◆ THE TASK ◆
Recast the listing, from its first line through the line containing "426,582,1277,687", both included, as a Markdown table with the columns Row and Line. Number each row and skip blank lines.

───── MATERIAL FOR THIS TASK ─────

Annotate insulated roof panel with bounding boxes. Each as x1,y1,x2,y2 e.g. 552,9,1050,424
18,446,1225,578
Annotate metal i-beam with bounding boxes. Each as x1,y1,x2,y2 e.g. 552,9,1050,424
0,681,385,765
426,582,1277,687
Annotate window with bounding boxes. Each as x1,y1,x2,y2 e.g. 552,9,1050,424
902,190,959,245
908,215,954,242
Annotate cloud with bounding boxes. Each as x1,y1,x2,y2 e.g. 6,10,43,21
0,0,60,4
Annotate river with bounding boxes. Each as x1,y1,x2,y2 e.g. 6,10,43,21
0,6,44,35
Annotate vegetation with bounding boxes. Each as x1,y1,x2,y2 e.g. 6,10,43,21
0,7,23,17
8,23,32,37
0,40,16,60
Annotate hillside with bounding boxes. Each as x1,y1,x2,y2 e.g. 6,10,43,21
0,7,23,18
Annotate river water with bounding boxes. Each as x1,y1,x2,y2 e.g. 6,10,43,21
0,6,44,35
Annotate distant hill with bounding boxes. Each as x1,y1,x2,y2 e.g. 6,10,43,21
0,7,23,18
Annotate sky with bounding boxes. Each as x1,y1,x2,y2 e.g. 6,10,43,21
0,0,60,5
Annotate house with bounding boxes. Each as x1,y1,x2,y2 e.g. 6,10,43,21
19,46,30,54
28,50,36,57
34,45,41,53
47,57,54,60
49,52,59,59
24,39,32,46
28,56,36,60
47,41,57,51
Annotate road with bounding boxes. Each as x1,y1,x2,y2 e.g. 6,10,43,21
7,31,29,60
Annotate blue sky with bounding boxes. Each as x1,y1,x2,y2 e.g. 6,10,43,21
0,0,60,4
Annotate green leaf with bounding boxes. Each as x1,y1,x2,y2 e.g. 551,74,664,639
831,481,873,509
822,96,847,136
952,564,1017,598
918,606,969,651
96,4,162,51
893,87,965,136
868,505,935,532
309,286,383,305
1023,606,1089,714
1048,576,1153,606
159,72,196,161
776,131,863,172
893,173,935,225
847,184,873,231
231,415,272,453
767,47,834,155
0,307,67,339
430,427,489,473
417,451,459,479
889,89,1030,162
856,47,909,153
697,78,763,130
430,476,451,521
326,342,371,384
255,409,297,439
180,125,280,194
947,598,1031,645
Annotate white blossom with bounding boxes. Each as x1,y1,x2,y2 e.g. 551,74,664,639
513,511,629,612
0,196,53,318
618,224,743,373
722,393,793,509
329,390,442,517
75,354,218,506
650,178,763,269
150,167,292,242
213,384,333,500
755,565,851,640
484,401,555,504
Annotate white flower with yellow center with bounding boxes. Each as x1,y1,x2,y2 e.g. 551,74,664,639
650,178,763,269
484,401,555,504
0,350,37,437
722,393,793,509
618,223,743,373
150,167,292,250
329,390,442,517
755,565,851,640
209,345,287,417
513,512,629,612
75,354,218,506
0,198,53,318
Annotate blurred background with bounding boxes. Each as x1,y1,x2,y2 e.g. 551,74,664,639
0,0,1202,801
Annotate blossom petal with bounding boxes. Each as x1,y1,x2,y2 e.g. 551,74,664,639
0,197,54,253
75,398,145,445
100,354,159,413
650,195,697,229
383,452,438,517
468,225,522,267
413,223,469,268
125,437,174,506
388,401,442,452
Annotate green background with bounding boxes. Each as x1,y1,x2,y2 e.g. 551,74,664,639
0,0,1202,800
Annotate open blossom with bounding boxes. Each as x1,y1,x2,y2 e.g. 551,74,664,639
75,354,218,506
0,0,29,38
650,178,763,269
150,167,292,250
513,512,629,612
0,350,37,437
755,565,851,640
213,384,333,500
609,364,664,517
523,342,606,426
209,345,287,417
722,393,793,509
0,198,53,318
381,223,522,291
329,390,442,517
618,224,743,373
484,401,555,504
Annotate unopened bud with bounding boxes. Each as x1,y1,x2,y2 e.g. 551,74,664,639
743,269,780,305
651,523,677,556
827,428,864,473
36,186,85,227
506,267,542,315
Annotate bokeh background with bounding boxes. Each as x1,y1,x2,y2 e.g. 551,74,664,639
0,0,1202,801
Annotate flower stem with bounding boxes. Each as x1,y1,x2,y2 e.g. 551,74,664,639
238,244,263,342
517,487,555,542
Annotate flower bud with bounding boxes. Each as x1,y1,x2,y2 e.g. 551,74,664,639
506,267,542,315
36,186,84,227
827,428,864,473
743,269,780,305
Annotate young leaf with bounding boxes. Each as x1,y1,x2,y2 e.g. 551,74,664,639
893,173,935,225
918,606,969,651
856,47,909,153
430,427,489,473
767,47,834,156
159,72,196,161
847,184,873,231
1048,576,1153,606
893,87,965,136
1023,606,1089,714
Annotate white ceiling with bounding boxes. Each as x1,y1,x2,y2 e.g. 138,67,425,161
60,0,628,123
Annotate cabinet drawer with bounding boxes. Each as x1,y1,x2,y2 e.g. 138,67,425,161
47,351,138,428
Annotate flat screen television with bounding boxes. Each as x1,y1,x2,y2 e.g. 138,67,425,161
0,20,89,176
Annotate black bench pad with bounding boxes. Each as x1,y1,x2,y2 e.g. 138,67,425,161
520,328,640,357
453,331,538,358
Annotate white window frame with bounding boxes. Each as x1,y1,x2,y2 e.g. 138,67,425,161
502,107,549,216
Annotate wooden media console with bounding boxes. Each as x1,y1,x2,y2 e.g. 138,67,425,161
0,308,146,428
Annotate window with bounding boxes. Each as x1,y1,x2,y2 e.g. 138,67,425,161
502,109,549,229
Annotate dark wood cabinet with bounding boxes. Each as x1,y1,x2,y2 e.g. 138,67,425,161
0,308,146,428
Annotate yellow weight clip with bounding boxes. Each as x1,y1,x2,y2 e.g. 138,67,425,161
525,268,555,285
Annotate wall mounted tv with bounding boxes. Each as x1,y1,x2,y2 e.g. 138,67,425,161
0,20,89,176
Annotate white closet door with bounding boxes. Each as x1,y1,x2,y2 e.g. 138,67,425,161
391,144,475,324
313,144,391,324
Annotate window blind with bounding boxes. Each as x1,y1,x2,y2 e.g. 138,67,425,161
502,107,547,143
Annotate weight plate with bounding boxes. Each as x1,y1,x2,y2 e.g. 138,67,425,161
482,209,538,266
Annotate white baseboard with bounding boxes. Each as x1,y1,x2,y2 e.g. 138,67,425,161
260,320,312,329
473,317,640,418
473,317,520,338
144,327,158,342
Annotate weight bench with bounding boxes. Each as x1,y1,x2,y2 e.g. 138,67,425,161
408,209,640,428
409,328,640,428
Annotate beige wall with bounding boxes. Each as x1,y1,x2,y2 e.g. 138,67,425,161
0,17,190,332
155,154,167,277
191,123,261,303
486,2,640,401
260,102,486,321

─────

◆ EXERCISE OUTPUT ◆
| Row | Line |
|---|---|
| 1 | Annotate insulated roof panel with bounding boxes. Each as x1,y1,x2,y2 e.g. 552,9,1050,424 |
| 2 | 18,446,1225,578 |
| 3 | Annotate metal i-beam with bounding boxes. Each as x1,y1,x2,y2 e.g. 552,9,1050,424 |
| 4 | 0,681,385,765 |
| 5 | 426,582,1277,687 |